Collected data entries
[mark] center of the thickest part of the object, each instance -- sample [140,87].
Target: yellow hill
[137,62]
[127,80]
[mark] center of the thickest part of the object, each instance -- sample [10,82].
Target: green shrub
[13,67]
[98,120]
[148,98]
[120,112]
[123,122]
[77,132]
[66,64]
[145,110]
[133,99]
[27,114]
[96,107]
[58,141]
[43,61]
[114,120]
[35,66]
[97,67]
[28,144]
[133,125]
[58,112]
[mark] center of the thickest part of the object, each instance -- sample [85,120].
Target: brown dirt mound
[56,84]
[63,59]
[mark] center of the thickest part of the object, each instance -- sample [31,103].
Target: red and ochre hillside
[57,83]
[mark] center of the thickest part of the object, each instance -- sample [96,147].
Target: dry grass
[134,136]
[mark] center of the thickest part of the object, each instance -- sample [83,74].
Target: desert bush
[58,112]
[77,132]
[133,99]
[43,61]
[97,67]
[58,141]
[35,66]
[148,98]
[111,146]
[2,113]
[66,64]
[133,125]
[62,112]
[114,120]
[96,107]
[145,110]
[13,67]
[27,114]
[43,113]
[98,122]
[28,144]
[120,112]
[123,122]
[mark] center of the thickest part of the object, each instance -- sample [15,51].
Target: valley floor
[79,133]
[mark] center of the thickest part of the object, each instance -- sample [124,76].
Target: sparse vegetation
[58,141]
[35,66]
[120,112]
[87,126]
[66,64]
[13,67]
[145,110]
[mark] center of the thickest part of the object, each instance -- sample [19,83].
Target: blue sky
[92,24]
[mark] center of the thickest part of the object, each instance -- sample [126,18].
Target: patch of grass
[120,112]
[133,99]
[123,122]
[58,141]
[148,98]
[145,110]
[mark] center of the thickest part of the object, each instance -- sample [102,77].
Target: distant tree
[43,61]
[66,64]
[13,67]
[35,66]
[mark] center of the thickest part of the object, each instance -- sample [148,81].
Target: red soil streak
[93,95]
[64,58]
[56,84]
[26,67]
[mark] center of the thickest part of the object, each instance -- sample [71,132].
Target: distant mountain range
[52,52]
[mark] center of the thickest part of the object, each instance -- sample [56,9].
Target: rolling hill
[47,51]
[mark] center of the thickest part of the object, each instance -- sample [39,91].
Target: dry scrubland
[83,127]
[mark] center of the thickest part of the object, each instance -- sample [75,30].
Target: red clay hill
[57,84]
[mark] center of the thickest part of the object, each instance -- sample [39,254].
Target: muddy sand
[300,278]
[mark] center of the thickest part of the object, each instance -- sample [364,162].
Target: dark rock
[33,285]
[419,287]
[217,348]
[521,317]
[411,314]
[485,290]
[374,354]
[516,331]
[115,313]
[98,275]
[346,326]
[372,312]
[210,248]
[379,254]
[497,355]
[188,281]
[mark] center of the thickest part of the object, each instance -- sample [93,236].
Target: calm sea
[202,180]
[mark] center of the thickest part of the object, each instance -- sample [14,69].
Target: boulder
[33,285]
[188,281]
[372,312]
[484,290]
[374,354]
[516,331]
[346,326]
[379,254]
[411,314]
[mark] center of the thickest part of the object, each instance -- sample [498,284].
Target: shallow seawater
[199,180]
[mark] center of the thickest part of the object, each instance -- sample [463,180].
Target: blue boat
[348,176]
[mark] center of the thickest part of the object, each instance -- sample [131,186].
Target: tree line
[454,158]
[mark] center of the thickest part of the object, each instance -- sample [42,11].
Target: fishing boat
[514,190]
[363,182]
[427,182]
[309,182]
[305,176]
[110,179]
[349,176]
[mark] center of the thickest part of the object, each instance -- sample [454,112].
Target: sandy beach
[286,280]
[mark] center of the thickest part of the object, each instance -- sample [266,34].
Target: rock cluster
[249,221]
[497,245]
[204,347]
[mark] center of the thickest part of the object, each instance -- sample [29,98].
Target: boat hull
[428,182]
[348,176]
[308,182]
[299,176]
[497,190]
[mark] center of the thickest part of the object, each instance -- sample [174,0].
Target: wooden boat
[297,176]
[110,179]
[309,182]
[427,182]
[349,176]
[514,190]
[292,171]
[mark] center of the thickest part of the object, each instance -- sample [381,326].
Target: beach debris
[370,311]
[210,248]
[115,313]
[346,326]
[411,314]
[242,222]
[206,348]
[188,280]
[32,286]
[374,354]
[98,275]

_Goal_: Reproduce each entry exactly, leaving out nothing.

_Response for this exercise_:
[mark] center of the thickest part of the object, each instance -- sample [140,87].
Target: yellow hill
[137,62]
[127,80]
[mark] center of the thickest part of the object, each instance -- sample [10,82].
Target: green shrub
[13,67]
[98,120]
[148,98]
[120,112]
[123,122]
[77,132]
[66,64]
[145,110]
[133,99]
[27,114]
[96,107]
[58,141]
[43,61]
[114,120]
[35,66]
[97,67]
[28,144]
[133,125]
[58,112]
[mark] center of the thickest part of the object, each instance -- sample [85,120].
Target: brown dirt mound
[56,84]
[63,59]
[mark] center of the thickest part of the object, each instance -- sample [31,103].
Target: red and ochre hillside
[57,83]
[mark] center of the thickest part of the object, each instance -- sample [96,147].
Target: dry grass
[134,136]
[mark] center of the thickest part of the object, each instance -- sample [83,74].
Target: desert bush
[58,112]
[77,132]
[133,99]
[43,61]
[97,67]
[58,141]
[35,66]
[148,98]
[111,146]
[2,113]
[66,64]
[133,125]
[62,112]
[114,120]
[96,107]
[145,110]
[13,67]
[27,114]
[43,113]
[98,122]
[28,144]
[120,112]
[123,122]
[mark] center of the thickest part of the object, each instance -- sample [15,51].
Target: valley floor
[79,133]
[mark] center of the thickest part of the object, each instance -- sample [124,76].
Target: sparse vegetation
[58,141]
[35,66]
[120,112]
[87,126]
[66,64]
[13,67]
[145,110]
[mark] center of the thickest part of the object, each instance -- sample [19,83].
Target: blue sky
[92,24]
[mark] center of the thickest part of the object, each instance -- sample [126,18].
Target: patch of grass
[120,112]
[133,99]
[123,122]
[58,141]
[148,98]
[145,110]
[mark] center of the thickest part of the object, each instance -- sample [102,77].
Target: distant tree
[43,61]
[66,64]
[13,67]
[35,66]
[mark] center of the thickest part of the object, each instance -- sample [148,81].
Target: red soil streak
[93,95]
[64,58]
[56,84]
[26,67]
[mark] center of the thickest part of the object, each instance -- sample [71,132].
Target: distant mountain range
[52,52]
[mark] center of the thickest part of the object, each instance -- sample [56,9].
Target: rolling hill
[47,51]
[mark] center of the thickest part of the object, each instance -- sample [39,91].
Target: dry scrubland
[83,127]
[mark] center of the thickest part of the object, each instance -- sample [75,30].
Target: red clay hill
[57,84]
[mark] center of the thickest part of the object, each instance -- sample [39,254].
Target: muddy sand
[300,278]
[mark] center of the thickest part of the object, each instance -- sample [364,162].
Target: dark rock
[33,285]
[419,287]
[217,348]
[521,317]
[411,314]
[485,290]
[374,354]
[516,331]
[115,313]
[98,275]
[346,326]
[372,312]
[210,248]
[379,254]
[497,355]
[188,281]
[mark] center of the thickest part of the object, each instance -- sample [93,236].
Target: calm sea
[202,180]
[mark] center of the thickest part of the object, each instance -- sample [14,69].
Target: boulder
[33,285]
[188,281]
[372,312]
[484,290]
[374,354]
[516,331]
[346,326]
[379,254]
[411,314]
[mark] center of the thickest part of the object, each instance -- sample [498,284].
Target: shallow seawater
[199,180]
[mark] center of the thickest part of the object, each instance -- sample [463,180].
Target: blue boat
[348,176]
[mark] center of the thickest part of the object, each instance -- sample [131,186].
Target: tree line
[454,158]
[mark] center of the thickest part of the object, each instance -- sample [42,11].
Target: fishing boat
[514,190]
[363,182]
[427,182]
[309,182]
[305,176]
[110,179]
[349,176]
[mark] center of the thickest part of the object, each instance -- sample [454,112].
Target: sandy beach
[286,280]
[mark] center of the thickest part of the object, each instance -- sample [266,34].
Target: rock cluster
[249,221]
[497,245]
[204,347]
[mark] center of the thickest part of the object, each instance -- sample [29,98].
Target: boat hull
[428,182]
[348,176]
[308,182]
[299,176]
[497,190]
[mark] center of the thickest part of the object, each instance -- sample [174,0].
Target: wooden boat
[297,176]
[110,179]
[309,182]
[427,182]
[349,176]
[514,190]
[292,171]
[mark] center of the thickest part of the object, each instance -- sample [381,326].
Target: beach debris
[370,311]
[210,248]
[115,313]
[346,326]
[411,314]
[242,222]
[206,348]
[188,280]
[32,286]
[374,354]
[98,275]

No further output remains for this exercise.